Records excerpted from a collection
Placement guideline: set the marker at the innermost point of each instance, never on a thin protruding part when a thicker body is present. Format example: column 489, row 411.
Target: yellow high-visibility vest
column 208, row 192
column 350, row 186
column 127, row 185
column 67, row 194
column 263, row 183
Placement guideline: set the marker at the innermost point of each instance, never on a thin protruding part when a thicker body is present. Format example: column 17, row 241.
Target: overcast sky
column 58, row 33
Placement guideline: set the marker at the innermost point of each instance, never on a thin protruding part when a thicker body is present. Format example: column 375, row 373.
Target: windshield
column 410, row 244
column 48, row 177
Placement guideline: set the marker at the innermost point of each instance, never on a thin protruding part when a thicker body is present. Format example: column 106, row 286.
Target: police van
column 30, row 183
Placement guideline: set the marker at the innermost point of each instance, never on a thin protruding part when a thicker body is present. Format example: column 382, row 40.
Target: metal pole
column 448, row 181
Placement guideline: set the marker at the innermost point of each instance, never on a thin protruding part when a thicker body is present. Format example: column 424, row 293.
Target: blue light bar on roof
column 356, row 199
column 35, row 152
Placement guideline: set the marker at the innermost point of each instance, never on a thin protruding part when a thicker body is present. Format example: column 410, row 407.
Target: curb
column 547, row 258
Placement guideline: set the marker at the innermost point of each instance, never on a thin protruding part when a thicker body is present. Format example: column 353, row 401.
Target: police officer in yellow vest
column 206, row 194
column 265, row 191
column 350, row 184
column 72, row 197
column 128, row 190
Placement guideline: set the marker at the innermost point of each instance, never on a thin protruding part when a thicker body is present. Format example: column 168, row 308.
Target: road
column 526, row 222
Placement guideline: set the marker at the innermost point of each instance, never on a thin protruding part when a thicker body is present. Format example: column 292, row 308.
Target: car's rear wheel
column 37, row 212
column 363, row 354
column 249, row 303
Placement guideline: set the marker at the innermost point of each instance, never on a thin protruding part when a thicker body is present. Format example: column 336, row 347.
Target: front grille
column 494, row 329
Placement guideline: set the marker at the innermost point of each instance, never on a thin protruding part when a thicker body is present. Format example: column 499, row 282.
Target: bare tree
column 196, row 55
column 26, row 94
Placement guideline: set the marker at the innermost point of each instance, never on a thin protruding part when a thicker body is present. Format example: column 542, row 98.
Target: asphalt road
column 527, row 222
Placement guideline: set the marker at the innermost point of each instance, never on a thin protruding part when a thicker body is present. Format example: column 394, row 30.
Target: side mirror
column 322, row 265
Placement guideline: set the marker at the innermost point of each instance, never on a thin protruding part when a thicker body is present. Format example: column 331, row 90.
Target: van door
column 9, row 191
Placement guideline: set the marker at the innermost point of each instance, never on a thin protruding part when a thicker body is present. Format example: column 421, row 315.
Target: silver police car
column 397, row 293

§ **What this task involves**
Retype all of the data word for word.

§ **Your response**
Placement guideline: set the marker at the innermost point of each instance, never on a thin protruding part when a thicker body is present. Format example: column 489, row 411.
Target: yellow high-visibility vest
column 208, row 192
column 350, row 186
column 127, row 185
column 67, row 194
column 263, row 183
Placement guideline: set the marker at the innermost point of each instance, never on a thin protruding part when a thicker body is present. Format example: column 17, row 241.
Target: overcast sky
column 58, row 33
Placement guideline: set the marker at the innermost point of each instance, never on a thin protruding part when a thicker body is present. Format example: column 375, row 373.
Target: windshield
column 410, row 244
column 48, row 177
Placement guideline: set the marker at the innermost point of each instance, never on a thin protruding part when a thicker body is present. Format example: column 106, row 286.
Target: police van
column 30, row 183
Placement guideline: set the marker at the innermost point of each instance, never on a thin protruding part when a thicker body is present. Format example: column 382, row 40.
Target: metal pole
column 448, row 181
Placement guideline: set the marker at the innermost point of each instance, never on a thin protruding part when a thicker body is present. Format example: column 424, row 293.
Target: blue light bar on roof
column 356, row 199
column 35, row 152
Placement guideline: set the marker at the innermost point of each instance, never on a thin protruding part when a thicker body is present. Format example: column 410, row 407.
Target: curb
column 547, row 258
Placement guideline: set the marker at the innermost point of each instance, never on a thin protruding part when a thicker body is present. Format example: column 353, row 401.
Target: police officer in yellow vest
column 206, row 194
column 265, row 191
column 350, row 184
column 72, row 197
column 128, row 190
Placement guideline: set the marker at the innermost point of each instance, never on a thin protruding part when a thicker body is present. Format example: column 168, row 308.
Target: road
column 526, row 222
Placement guideline: set the marker at the innermost point of each instance, never on a thin protruding part when a thicker body is present. Format example: column 292, row 308.
Target: car's rear wheel
column 37, row 212
column 363, row 354
column 249, row 303
Placement guideline: set the marker at the innermost point of each instance, never on a thin protruding part when a thicker body is present. Format example: column 336, row 347.
Target: front grille
column 494, row 329
Placement guideline: set the marker at the innermost point of each instance, never on a thin protruding part when a thicker body is present. Format example: column 499, row 282.
Target: bare tree
column 196, row 55
column 26, row 94
Placement guideline: set the marker at the innermost point of each instance, never on a thin protruding part when a thicker body is present. Format example: column 542, row 98.
Target: asphalt road
column 527, row 222
Placement guideline: set the marker at the innermost point of each instance, never on a thin protruding part when a thicker body is present. Format example: column 394, row 30.
Target: side mirror
column 322, row 265
Placement guideline: set the marker at the innermost point of each instance, never on a thin protruding part when a thicker body is present. Format example: column 331, row 90.
Target: van door
column 9, row 191
Placement guideline: set the marker at the innermost point of each instance, never on a thin protruding part when a thicker body is present. Format example: column 421, row 315.
Target: silver police car
column 397, row 293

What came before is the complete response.